GOAL
Convert the rows below, starting at the line containing "plank is? Return a bounding box." and ending at the line containing "[416,178,451,278]", into a JSON list of strings with one string per line, leaving out any blank lines.

THE DATA
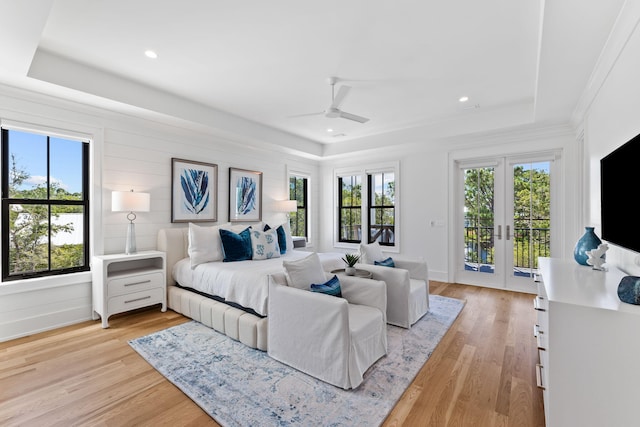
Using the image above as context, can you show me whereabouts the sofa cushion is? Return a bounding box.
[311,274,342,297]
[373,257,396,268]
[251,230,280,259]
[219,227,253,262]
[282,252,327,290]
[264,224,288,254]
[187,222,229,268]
==
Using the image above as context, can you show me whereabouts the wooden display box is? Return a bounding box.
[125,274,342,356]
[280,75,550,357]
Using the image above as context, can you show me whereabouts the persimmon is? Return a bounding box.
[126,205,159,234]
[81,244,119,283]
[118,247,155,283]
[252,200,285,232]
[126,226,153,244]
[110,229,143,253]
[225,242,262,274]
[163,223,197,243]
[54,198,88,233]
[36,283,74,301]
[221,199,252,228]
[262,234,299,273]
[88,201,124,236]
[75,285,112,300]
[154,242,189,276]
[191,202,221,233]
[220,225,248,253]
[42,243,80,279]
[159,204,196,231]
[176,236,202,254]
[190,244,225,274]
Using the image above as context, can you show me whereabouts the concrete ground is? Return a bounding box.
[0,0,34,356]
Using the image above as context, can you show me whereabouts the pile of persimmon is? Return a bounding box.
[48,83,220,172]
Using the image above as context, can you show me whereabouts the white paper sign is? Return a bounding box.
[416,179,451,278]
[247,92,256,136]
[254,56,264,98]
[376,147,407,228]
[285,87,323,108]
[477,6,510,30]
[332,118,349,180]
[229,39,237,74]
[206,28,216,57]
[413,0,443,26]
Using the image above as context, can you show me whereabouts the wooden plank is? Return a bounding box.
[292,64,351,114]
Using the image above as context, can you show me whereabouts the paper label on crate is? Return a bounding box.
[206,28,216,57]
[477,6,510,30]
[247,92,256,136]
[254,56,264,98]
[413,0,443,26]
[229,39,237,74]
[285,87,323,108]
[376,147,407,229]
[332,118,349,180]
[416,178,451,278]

SOLUTION FOR THIS EXERCISE
[
  "Using the image above as context, can you show me whereabouts the wooden plank is? Return a bounding box.",
  "[292,64,351,114]",
  "Using the image above as context, can you show me whereabouts the paper label on crate is? Return a bounding box.",
  "[206,28,216,57]",
  "[477,6,510,30]",
  "[247,92,256,136]",
  "[254,56,264,98]",
  "[413,0,443,26]",
  "[229,39,237,74]",
  "[285,87,323,108]",
  "[376,147,407,229]",
  "[332,118,349,180]",
  "[416,178,451,278]"
]